TASK STATEMENT: Repeat the material below exactly, with no pictures.

SUPPLIED INFORMATION:

□ □ □ □ □ □ □

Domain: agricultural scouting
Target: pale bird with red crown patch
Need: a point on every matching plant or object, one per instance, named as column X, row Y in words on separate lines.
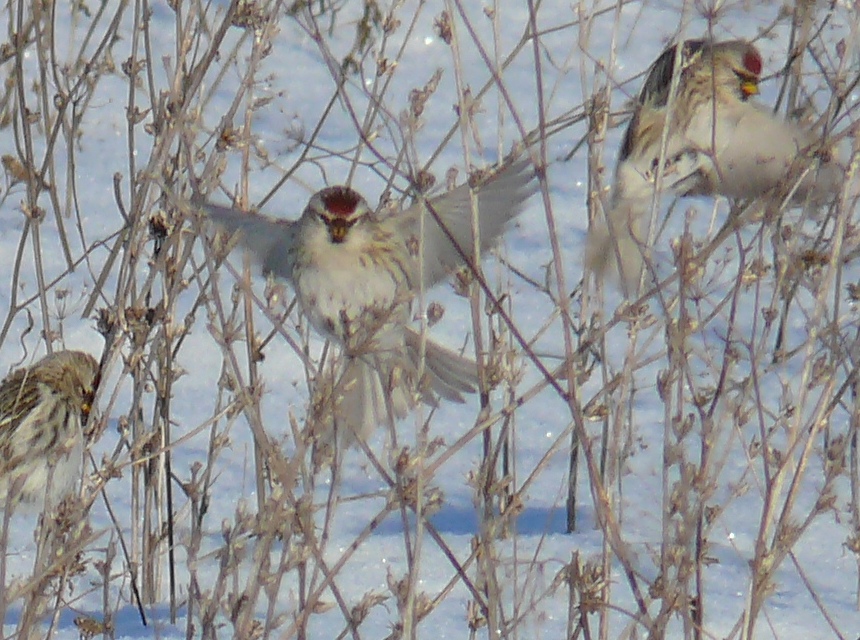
column 719, row 142
column 356, row 272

□ □ □ □ □ □ □

PROBLEM SOLUTION:
Domain: agricultural scouting
Target: pale bird with red crown patch
Need: a point on every matching plant or object, one per instance, named as column X, row Y in words on separate lines.
column 719, row 142
column 356, row 272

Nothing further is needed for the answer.